(DATA EXTRACT Opens)

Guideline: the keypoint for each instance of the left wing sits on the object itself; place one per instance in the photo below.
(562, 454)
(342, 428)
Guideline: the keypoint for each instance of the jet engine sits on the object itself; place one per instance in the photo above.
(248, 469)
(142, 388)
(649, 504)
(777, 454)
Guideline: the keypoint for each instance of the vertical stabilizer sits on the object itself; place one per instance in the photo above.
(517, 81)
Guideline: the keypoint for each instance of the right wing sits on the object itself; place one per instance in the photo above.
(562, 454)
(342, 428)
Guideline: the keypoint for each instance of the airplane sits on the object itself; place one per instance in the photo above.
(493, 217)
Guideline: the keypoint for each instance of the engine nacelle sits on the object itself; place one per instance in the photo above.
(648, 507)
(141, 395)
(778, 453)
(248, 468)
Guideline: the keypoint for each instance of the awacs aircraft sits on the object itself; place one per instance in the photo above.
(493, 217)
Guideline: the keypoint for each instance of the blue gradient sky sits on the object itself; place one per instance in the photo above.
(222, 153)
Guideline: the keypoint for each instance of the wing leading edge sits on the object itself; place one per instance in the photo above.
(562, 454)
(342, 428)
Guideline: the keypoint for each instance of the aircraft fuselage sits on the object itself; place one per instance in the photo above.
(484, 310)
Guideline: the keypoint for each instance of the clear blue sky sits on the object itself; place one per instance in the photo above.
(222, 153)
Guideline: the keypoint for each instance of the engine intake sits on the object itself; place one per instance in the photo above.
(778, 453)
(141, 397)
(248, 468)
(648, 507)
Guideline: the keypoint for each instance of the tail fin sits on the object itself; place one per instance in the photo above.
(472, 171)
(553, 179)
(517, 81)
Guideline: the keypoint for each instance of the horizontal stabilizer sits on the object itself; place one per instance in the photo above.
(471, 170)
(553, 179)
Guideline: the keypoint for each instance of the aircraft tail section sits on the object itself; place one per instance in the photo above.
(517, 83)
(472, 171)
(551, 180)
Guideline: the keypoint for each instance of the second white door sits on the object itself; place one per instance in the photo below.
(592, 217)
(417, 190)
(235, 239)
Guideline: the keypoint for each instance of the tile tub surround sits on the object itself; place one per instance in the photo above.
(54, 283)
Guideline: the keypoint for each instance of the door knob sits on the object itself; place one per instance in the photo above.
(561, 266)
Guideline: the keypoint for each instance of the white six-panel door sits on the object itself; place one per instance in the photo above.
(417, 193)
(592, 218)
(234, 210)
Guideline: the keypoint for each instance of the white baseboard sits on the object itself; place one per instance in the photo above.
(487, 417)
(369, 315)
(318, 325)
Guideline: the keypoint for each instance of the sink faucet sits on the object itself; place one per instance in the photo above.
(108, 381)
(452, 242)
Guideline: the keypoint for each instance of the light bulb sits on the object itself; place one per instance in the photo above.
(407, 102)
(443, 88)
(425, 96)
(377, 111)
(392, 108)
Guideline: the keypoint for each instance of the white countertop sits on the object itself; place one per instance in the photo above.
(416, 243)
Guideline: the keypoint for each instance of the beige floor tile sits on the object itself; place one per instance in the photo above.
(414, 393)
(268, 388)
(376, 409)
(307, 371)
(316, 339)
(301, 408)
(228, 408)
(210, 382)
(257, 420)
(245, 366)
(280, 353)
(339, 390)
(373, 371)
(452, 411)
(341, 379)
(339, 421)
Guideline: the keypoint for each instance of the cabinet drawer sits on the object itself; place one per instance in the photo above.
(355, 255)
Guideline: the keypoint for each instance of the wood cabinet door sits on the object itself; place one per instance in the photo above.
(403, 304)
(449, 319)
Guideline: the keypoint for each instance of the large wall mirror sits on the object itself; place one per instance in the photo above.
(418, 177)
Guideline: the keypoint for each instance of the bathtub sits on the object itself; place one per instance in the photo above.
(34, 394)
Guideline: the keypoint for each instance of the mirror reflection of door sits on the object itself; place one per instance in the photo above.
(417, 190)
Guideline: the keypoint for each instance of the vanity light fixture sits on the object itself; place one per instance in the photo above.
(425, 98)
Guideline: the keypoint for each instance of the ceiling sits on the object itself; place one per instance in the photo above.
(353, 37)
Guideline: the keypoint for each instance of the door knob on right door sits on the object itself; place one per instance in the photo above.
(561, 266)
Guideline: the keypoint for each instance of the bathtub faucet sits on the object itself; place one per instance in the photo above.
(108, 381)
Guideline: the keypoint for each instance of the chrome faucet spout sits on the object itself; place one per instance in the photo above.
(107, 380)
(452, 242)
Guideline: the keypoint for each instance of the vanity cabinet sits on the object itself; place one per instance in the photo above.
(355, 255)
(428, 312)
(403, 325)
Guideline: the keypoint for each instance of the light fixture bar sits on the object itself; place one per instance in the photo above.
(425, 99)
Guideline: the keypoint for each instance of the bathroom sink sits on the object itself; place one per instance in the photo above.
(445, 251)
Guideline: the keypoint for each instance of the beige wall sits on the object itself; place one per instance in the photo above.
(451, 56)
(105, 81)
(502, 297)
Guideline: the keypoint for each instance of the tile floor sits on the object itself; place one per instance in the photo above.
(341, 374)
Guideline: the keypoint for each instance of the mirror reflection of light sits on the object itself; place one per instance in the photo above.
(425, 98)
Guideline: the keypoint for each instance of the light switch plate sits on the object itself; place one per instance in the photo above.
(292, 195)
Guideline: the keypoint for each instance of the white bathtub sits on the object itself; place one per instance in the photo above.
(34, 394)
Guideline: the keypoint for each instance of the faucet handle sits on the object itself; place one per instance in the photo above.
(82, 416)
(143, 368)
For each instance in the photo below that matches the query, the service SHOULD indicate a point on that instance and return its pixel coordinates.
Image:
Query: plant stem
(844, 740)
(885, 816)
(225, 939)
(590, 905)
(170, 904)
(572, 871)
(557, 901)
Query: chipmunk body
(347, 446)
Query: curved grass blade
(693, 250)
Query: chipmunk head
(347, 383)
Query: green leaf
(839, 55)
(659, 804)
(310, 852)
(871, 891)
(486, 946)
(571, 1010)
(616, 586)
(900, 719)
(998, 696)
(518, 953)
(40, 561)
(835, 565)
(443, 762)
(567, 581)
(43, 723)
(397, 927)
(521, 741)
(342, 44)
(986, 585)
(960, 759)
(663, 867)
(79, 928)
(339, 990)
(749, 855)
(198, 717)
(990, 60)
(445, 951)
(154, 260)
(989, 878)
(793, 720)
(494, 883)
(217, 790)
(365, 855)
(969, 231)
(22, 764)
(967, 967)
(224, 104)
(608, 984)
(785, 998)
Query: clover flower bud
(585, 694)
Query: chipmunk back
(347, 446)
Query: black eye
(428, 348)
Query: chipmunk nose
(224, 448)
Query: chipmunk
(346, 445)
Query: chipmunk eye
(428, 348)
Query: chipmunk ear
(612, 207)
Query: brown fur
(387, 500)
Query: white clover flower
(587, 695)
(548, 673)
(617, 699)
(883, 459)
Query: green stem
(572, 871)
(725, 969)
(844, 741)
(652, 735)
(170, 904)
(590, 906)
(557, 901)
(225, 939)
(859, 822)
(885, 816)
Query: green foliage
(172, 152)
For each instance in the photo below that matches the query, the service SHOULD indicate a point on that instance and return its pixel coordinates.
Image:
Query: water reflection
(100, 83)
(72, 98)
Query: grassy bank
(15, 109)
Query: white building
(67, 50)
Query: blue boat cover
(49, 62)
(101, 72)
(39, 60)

(DATA EXTRACT Closes)

PROBLEM REQUIREMENTS >>
Each entry must be printed again exactly as given.

SOLUTION TO THIS EXERCISE >>
Guideline: the keypoint for each instance of the left wing sits on the object itself; place one per instance in the photo below.
(562, 454)
(342, 428)
Guideline: the keypoint for each instance of the jet engine sits on the object itself; place one per instance in the photo above.
(248, 469)
(142, 388)
(649, 504)
(777, 454)
Guideline: the keypoint for each instance of the vertical stabilizer sits on the object itself; place one per instance in the photo above.
(517, 81)
Guideline: the keypoint for each instance of the right wing sits on the object itself; place one per instance in the photo above.
(562, 454)
(342, 428)
Guideline: the keypoint for each instance of the airplane sits on the object itself; place one per instance in the photo above.
(493, 217)
Guideline: the keypoint for each instance of the engine nacelle sits on the object itself; place one per instance in the photo above.
(648, 507)
(141, 395)
(778, 453)
(248, 468)
Guideline: the keypoint for each instance of the awacs aircraft sits on the object itself; place one per instance in the photo above.
(493, 217)
Guideline: the keypoint for each instance of the blue gradient sky sits on the object itself; place one per instance in the photo above.
(222, 153)
Guideline: the keypoint for each instance of the wing leading edge sits on the object itself; place one per instance in the photo above.
(562, 454)
(342, 428)
Guideline: the keypoint for each instance of the aircraft fuselage sits on the object itself; place one per instance in the photo above.
(484, 310)
Guideline: the keypoint for each instance of the clear blue sky sits on the object itself; place one per instance in the photo above.
(222, 153)
Guideline: the keypoint for each instance of the engine intake sits on the object itself; place one per instance in the photo above.
(778, 453)
(141, 397)
(248, 468)
(648, 507)
Guideline: the keypoint for each instance of the tail fin sits on the object itself; place one per instance in the photo above.
(472, 171)
(553, 179)
(517, 81)
Guideline: the keypoint for each instance of the horizontal stabilizer sits on the object itself; place one per instance in the photo above.
(471, 170)
(553, 179)
Guideline: the keypoint for each instance of the aircraft tail section sits on the object itself; place one per instance in the photo above.
(517, 83)
(472, 171)
(551, 180)
Guideline: the keypoint for each instance of the second white door sits on the object itself; place one per instance in the photo below.
(592, 217)
(417, 190)
(235, 239)
Guideline: the keypoint for each instance of the tile tub surround sits on the object itself; place one per instance in the photo above.
(54, 283)
Guideline: the keypoint for each instance of the door knob sits on the object itself; place one per instance in the photo above.
(561, 266)
Guideline: the keypoint for each instance of the white six-panel door sits on the object itself; place one per instance in the photo above.
(417, 193)
(592, 218)
(234, 210)
Guideline: the keypoint for each instance of the white baseboard sits on the object itself; place one per instance in the photo above.
(487, 417)
(369, 315)
(318, 325)
Guideline: the keypoint for each instance of the sink faucet sits on the object itself; place one per instance in the photo above.
(108, 381)
(452, 242)
Guideline: the keypoint for each instance of the light bulb sits on the object itself; place one per instance in the photo above.
(407, 102)
(443, 88)
(425, 96)
(377, 111)
(392, 108)
Guideline: the keypoint for each instance of the white countertop sits on the object itself; place one per instance in the photo above.
(416, 243)
Guideline: the keypoint for each instance of the beige floor tile sits on the object itself; place one per instance in the photo above.
(414, 393)
(268, 388)
(376, 409)
(307, 371)
(316, 339)
(301, 408)
(228, 408)
(210, 382)
(257, 420)
(245, 366)
(280, 353)
(339, 390)
(373, 371)
(452, 411)
(341, 379)
(339, 421)
Guideline: the keypoint for each instance of the cabinet drawer sits on the object itself; place one per instance in the photo above.
(355, 255)
Guideline: the keypoint for each instance of the wood cabinet door sits on the object itself; place one per instance in the photo above.
(403, 304)
(449, 319)
Guideline: the keypoint for each instance of the large wall mirror sits on the object itself; place one per instance in the photo above.
(418, 177)
Guideline: the keypoint for each instance of the bathtub sits on the object itself; place one per instance in the photo above.
(34, 394)
Guideline: the keypoint for each instance of the mirror reflection of door sits on the object itself; place one per instance in the photo above.
(417, 190)
Guideline: the keypoint for each instance of the vanity light fixture sits on the object itself; place one per instance in the photo above.
(425, 98)
Guideline: the keypoint for each instance of the ceiling sits on the object itself; place one per instance in the photo above.
(353, 37)
Guideline: the keypoint for each instance of the door knob on right door sits on the object itself; place one per instance in the photo above.
(561, 266)
Guideline: the keypoint for each instance of the bathtub faucet sits on the object itself; place one per instance in the photo above.
(108, 381)
Guideline: the keypoint for each instance of the chrome faucet spout sits on the object itself; place one per instance in the photo above.
(107, 380)
(452, 242)
Guideline: the keypoint for each instance of the vanity cabinet sits on the object itself; place one per instance in the photo above.
(355, 255)
(428, 312)
(403, 325)
Guideline: the keypoint for each instance of the light fixture bar sits on the object itself; place one per instance in the photo above.
(425, 99)
Guideline: the keypoint for each instance of the bathroom sink sits on the object itself; place one per instance in the photo above.
(445, 251)
Guideline: the keypoint for each instance of the beige wall sits on the object itself; place one per instance in the photo above.
(451, 56)
(105, 81)
(502, 297)
Guideline: the keypoint for each instance of the tile floor sits on the object itself; place one per instance in the photo above.
(341, 374)
Guideline: the keypoint for each instance of the mirror reflection of light sits on the object itself; place one per instance in the photo above.
(425, 98)
Guideline: the keypoint for each instance of the light switch plate sits on the object itself; place one per instance in the photo above.
(292, 195)
Guideline: the keypoint for each instance of the white bathtub sits on the object itself; place one per instance in the photo above.
(34, 394)
Guideline: the keypoint for each instance of the faucet handle sits on the object itself; place one per instance in the photo above.
(82, 416)
(143, 368)
For each instance in the photo below that matches the query, the service SHOULD indicate a point on that instance and return its pixel coordinates.
Image:
Query: plant stem
(844, 740)
(885, 816)
(225, 939)
(590, 905)
(170, 904)
(572, 871)
(557, 901)
Query: chipmunk body
(347, 446)
Query: curved grass blade
(693, 250)
Query: chipmunk head
(347, 383)
Query: green leaf
(839, 55)
(659, 804)
(310, 852)
(871, 891)
(486, 946)
(571, 1010)
(616, 586)
(900, 719)
(998, 696)
(518, 953)
(40, 561)
(835, 565)
(443, 762)
(567, 581)
(43, 723)
(397, 927)
(521, 741)
(342, 44)
(986, 585)
(960, 759)
(663, 867)
(79, 928)
(339, 990)
(749, 855)
(198, 717)
(990, 60)
(445, 951)
(154, 260)
(989, 878)
(793, 720)
(494, 883)
(217, 790)
(365, 855)
(969, 231)
(22, 764)
(967, 967)
(224, 104)
(608, 984)
(785, 998)
Query: clover flower bud
(585, 694)
Query: chipmunk back
(347, 446)
Query: black eye
(428, 348)
Query: chipmunk nose
(224, 448)
Query: chipmunk
(346, 445)
Query: chipmunk eye
(428, 348)
Query: chipmunk ear
(612, 207)
Query: brown fur
(387, 500)
Query: white clover flower
(587, 695)
(548, 673)
(617, 699)
(883, 459)
Query: green stem
(572, 871)
(725, 969)
(844, 741)
(652, 735)
(170, 904)
(590, 906)
(557, 901)
(225, 939)
(859, 822)
(885, 816)
Query: green foliage
(172, 152)
For each instance in the photo below that matches the query, the service SHOULD indicate a point on that instance and return its pixel coordinates.
Image:
Query: water reflection
(100, 83)
(72, 98)
Query: grassy bank
(15, 109)
Query: white building
(67, 50)
Query: blue boat cover
(49, 62)
(101, 72)
(39, 60)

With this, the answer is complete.